--- Task prompt ---
Filter the listing below down to every line that contains the word "bare". Case counts.

--- start Material provided ---

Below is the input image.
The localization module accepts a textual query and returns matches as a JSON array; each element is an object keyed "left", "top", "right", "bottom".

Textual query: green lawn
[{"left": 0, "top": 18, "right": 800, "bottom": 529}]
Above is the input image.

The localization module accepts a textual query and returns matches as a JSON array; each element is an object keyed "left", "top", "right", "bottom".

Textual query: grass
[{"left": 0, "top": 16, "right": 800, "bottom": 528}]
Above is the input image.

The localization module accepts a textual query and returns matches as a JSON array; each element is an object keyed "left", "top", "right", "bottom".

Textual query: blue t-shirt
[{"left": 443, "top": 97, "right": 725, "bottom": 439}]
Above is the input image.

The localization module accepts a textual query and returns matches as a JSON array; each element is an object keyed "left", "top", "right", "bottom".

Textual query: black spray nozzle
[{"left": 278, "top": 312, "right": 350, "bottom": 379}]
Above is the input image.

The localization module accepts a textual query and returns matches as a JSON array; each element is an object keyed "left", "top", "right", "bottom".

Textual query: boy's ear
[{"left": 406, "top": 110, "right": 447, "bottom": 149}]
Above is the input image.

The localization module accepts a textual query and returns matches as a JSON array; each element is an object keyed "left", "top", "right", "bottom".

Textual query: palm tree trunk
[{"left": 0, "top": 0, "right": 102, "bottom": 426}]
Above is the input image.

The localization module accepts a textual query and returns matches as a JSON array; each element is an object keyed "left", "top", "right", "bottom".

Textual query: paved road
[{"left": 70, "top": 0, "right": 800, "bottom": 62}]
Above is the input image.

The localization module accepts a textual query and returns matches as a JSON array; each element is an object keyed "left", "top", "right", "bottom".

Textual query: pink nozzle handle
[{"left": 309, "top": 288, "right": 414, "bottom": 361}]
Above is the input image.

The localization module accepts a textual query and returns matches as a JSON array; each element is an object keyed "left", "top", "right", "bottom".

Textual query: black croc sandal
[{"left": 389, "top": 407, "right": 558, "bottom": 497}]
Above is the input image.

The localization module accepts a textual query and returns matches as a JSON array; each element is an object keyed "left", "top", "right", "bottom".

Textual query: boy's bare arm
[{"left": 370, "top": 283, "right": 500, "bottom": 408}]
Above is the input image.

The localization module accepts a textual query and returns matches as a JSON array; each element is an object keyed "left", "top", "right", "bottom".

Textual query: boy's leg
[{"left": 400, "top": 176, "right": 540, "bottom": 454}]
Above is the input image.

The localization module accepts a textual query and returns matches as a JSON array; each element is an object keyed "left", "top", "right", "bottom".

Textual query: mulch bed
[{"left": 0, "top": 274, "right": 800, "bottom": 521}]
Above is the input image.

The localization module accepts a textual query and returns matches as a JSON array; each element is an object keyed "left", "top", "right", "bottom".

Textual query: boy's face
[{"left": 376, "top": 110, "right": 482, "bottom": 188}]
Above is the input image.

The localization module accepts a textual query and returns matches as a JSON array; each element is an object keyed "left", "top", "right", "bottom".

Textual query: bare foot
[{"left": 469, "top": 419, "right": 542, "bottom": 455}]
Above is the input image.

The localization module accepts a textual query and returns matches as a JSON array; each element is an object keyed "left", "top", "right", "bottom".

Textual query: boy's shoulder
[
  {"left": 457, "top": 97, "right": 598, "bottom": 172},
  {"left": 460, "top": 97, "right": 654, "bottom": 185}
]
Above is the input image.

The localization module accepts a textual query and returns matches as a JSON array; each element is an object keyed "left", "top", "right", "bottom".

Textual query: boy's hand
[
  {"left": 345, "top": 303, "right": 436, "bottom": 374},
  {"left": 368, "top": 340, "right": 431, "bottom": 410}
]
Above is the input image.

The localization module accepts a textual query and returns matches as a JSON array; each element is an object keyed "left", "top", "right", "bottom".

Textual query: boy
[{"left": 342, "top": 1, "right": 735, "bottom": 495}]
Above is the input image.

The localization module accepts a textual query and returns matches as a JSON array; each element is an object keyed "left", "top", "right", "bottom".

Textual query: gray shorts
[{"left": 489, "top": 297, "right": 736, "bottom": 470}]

--- end Material provided ---

--- Solved problem ---
Textual query: boy's bare arm
Textual query: bare foot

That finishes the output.